-- TASK INPUT --
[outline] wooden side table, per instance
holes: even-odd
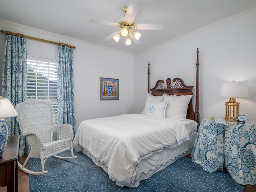
[[[0,186],[7,192],[18,192],[18,158],[20,136],[9,137],[4,152],[0,156]]]

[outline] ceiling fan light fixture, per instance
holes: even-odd
[[[120,39],[120,37],[121,37],[121,34],[118,33],[118,34],[116,34],[114,37],[113,37],[113,38],[117,43],[119,40]]]
[[[136,31],[133,32],[132,34],[136,40],[140,39],[140,37],[141,36],[141,34]]]
[[[131,39],[129,37],[129,36],[127,36],[125,40],[125,44],[126,45],[129,45],[132,44],[132,41],[131,41]]]
[[[124,28],[121,30],[121,34],[124,37],[126,37],[128,35],[128,30],[126,28]]]

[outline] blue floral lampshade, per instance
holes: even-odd
[[[5,148],[8,138],[8,127],[3,118],[16,117],[18,115],[8,98],[0,98],[0,156]]]

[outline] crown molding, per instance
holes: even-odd
[[[215,27],[218,25],[220,25],[223,23],[224,23],[226,22],[228,22],[232,20],[233,20],[234,19],[242,17],[243,16],[247,15],[248,14],[250,14],[250,13],[254,12],[255,11],[256,11],[256,7],[254,8],[252,8],[252,9],[250,9],[246,11],[244,11],[243,12],[242,12],[240,13],[238,13],[238,14],[236,14],[236,15],[233,15],[233,16],[231,16],[231,17],[228,17],[222,20],[217,21],[217,22],[215,22],[215,23],[212,23],[212,24],[210,24],[210,25],[207,25],[206,26],[205,26],[204,27],[203,27],[201,28],[200,28],[199,29],[196,29],[193,31],[191,31],[186,34],[184,34],[184,35],[181,35],[180,36],[179,36],[178,37],[177,37],[175,38],[174,38],[167,41],[164,42],[160,44],[158,44],[158,45],[156,45],[153,47],[150,47],[148,49],[144,50],[141,52],[138,52],[138,53],[136,53],[136,54],[134,54],[134,55],[138,54],[143,52],[147,51],[148,50],[150,50],[152,49],[154,49],[158,47],[160,47],[163,45],[167,44],[171,42],[173,42],[174,41],[175,41],[179,39],[182,39],[185,37],[192,35],[193,34],[197,33],[201,31],[204,31],[204,30],[206,30],[209,28]]]
[[[18,24],[17,23],[14,23],[12,22],[11,22],[10,21],[6,21],[5,20],[0,20],[0,24],[6,24],[6,25],[9,25],[9,26],[12,26],[15,27],[17,27],[18,28],[21,28],[22,29],[24,29],[25,30],[28,30],[28,31],[32,31],[32,32],[34,32],[36,33],[40,33],[41,34],[43,34],[44,35],[48,35],[48,36],[52,36],[52,37],[55,37],[56,38],[61,38],[62,39],[64,39],[66,40],[67,41],[72,41],[72,42],[79,42],[80,43],[82,43],[82,44],[88,44],[88,45],[90,45],[92,46],[96,46],[96,47],[99,47],[99,48],[104,48],[104,49],[108,49],[108,50],[112,50],[112,51],[117,51],[118,52],[120,52],[120,53],[122,53],[123,54],[128,54],[130,55],[133,55],[134,54],[130,53],[129,53],[128,52],[125,52],[124,51],[120,51],[119,50],[117,50],[117,49],[113,49],[112,48],[110,48],[109,47],[106,47],[104,46],[102,46],[101,45],[98,45],[97,44],[94,44],[93,43],[90,43],[89,42],[87,42],[86,41],[83,41],[82,40],[79,40],[77,39],[75,39],[74,38],[72,38],[71,37],[67,37],[66,36],[64,36],[63,35],[59,35],[58,34],[56,34],[55,33],[52,33],[51,32],[49,32],[48,31],[44,31],[44,30],[41,30],[40,29],[36,29],[36,28],[34,28],[33,27],[29,27],[28,26],[26,26],[25,25],[22,25],[20,24]],[[15,33],[18,33],[18,32],[15,32]]]

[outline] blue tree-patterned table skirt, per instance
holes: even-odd
[[[212,173],[225,168],[242,185],[256,184],[256,122],[245,124],[203,119],[191,154],[192,161]]]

-- EXERCISE GOAL --
Arrange all of the material above as a numbered list, one item per line. Omit the blank lines and the picture.

-- SOLUTION BELOW --
1. [outline] wooden side table, per instance
2. holes: even-odd
3. [[[0,186],[7,192],[18,192],[18,158],[20,136],[9,137],[4,152],[0,156]]]
4. [outline] ceiling fan light fixture, per instance
5. holes: even-odd
6. [[[120,39],[120,37],[121,37],[121,34],[118,33],[118,34],[116,34],[114,37],[113,37],[113,38],[117,43],[119,40]]]
7. [[[136,31],[133,32],[132,34],[136,40],[140,39],[140,37],[141,36],[141,34]]]
8. [[[131,39],[129,37],[129,36],[127,36],[125,40],[125,44],[126,45],[129,45],[132,44],[132,41],[131,41]]]
9. [[[124,28],[121,30],[121,34],[124,37],[126,37],[128,35],[128,30],[126,28]]]
10. [outline] blue floral lampshade, per instance
11. holes: even-odd
12. [[[5,148],[8,138],[8,127],[3,118],[16,117],[18,115],[8,98],[0,98],[0,156]]]
13. [outline] crown molding, per instance
14. holes: even-odd
15. [[[215,27],[218,25],[220,25],[223,23],[224,23],[226,22],[228,22],[232,20],[233,20],[234,19],[242,17],[243,16],[247,15],[248,14],[250,14],[250,13],[254,12],[255,11],[256,11],[256,7],[254,8],[252,8],[252,9],[250,9],[246,11],[244,11],[243,12],[242,12],[240,13],[238,13],[238,14],[236,14],[236,15],[233,15],[233,16],[231,16],[231,17],[228,17],[222,20],[217,21],[217,22],[215,22],[215,23],[212,23],[212,24],[210,24],[210,25],[207,25],[206,26],[205,26],[204,27],[203,27],[201,28],[200,28],[199,29],[196,29],[193,31],[191,31],[186,34],[184,34],[184,35],[181,35],[180,36],[179,36],[178,37],[177,37],[175,38],[174,38],[167,41],[164,42],[160,44],[158,44],[158,45],[156,45],[153,47],[150,47],[148,49],[144,50],[141,52],[138,52],[138,53],[136,53],[136,54],[134,54],[134,55],[138,54],[143,52],[147,51],[148,50],[150,50],[152,49],[154,49],[158,47],[160,47],[163,45],[167,44],[171,42],[173,42],[174,41],[175,41],[179,39],[182,39],[185,37],[192,35],[193,34],[197,33],[201,31],[204,31],[204,30],[206,30],[209,28]]]
16. [[[18,24],[17,23],[14,23],[12,22],[11,22],[10,21],[6,21],[5,20],[0,20],[0,24],[6,24],[6,25],[9,25],[9,26],[12,26],[15,27],[17,27],[18,28],[21,28],[22,29],[24,29],[25,30],[28,30],[28,31],[32,31],[32,32],[34,32],[36,33],[40,33],[41,34],[43,34],[44,35],[48,35],[48,36],[52,36],[52,37],[55,37],[56,38],[61,38],[62,39],[64,39],[66,40],[67,41],[72,41],[72,42],[79,42],[80,43],[82,43],[82,44],[88,44],[88,45],[90,45],[92,46],[96,46],[96,47],[99,47],[99,48],[104,48],[104,49],[108,49],[108,50],[112,50],[112,51],[117,51],[118,52],[120,52],[120,53],[122,53],[123,54],[128,54],[130,55],[133,55],[134,54],[130,53],[129,53],[128,52],[125,52],[124,51],[120,51],[119,50],[117,50],[117,49],[113,49],[112,48],[110,48],[109,47],[106,47],[104,46],[102,46],[101,45],[98,45],[97,44],[94,44],[93,43],[90,43],[89,42],[87,42],[86,41],[83,41],[82,40],[79,40],[77,39],[75,39],[74,38],[72,38],[71,37],[67,37],[66,36],[64,36],[63,35],[59,35],[58,34],[56,34],[55,33],[52,33],[51,32],[49,32],[48,31],[44,31],[44,30],[41,30],[40,29],[36,29],[36,28],[34,28],[33,27],[29,27],[28,26],[26,26],[25,25],[22,25],[20,24]],[[15,33],[18,33],[18,32],[15,32]]]
17. [outline] blue tree-patterned table skirt, per instance
18. holes: even-odd
19. [[[212,173],[225,168],[242,185],[256,184],[256,122],[245,124],[203,119],[191,154],[192,161]]]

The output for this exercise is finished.